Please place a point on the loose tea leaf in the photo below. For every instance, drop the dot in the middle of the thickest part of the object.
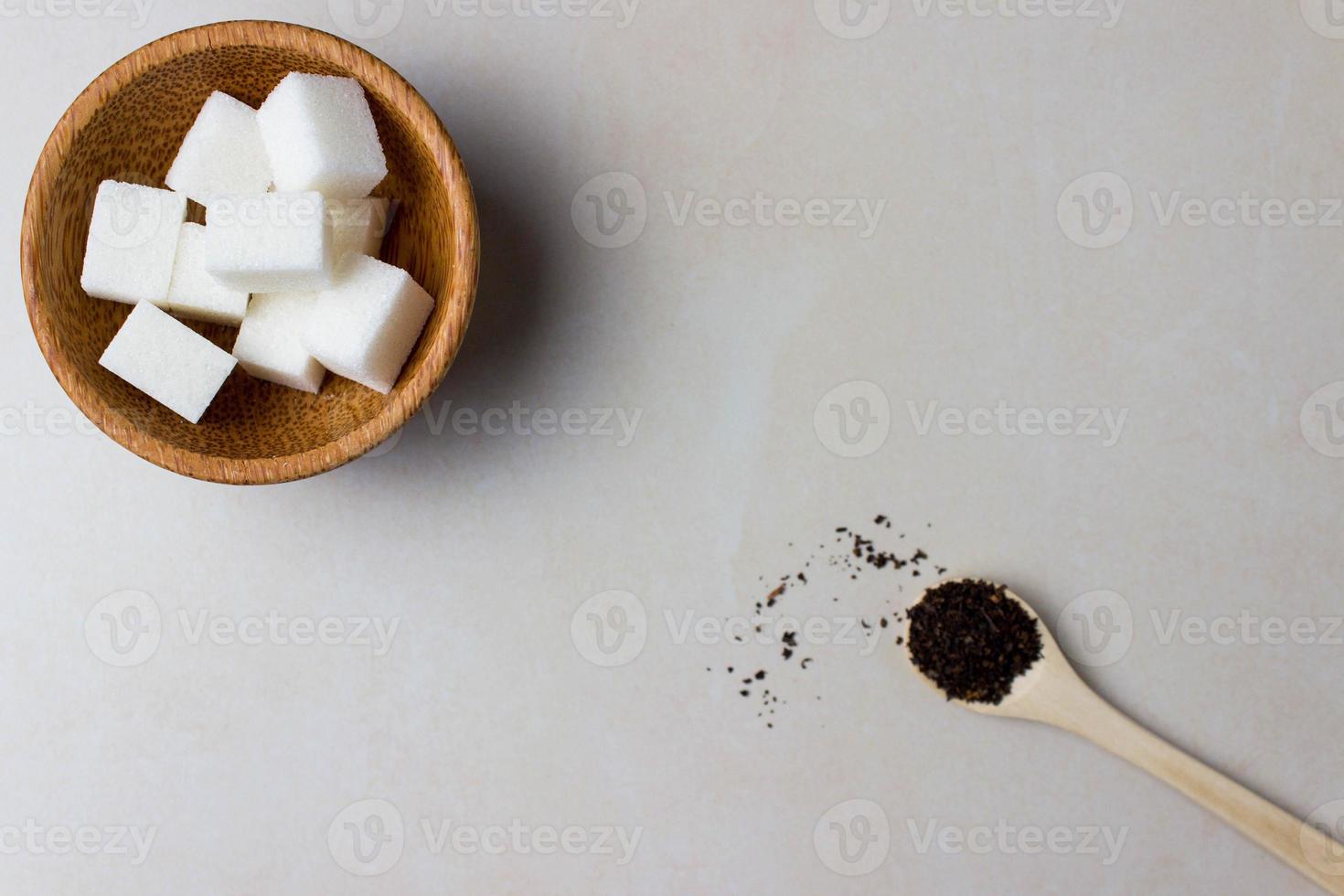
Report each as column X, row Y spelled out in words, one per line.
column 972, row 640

* * *

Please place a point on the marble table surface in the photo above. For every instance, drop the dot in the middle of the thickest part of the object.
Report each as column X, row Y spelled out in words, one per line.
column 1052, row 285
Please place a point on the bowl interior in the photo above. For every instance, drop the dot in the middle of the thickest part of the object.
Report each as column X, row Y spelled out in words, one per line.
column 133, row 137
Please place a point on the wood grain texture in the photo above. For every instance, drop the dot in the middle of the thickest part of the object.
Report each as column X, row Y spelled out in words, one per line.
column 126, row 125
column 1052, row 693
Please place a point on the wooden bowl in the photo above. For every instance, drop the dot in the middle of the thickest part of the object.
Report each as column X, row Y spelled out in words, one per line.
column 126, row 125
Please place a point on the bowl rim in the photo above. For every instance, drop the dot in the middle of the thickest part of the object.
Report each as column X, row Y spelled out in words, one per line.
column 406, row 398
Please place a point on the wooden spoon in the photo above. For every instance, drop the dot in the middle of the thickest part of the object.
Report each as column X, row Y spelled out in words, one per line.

◆ WHAT THIS TASK INVOLVES
Substitute "marker" for "dot" in the lines that run from the one containing "Please place a point on the loose" through the one containing "column 972, row 640", and give only those lines with everything else unchanged. Leave the pictures out of your answer.

◆ FINISHED TASK
Please place a point on the loose tea leaf in the photo below. For every instance, drop the marker in the middle of the thickest part of the object.
Report each as column X, row Y spelled out in words, one per line.
column 972, row 640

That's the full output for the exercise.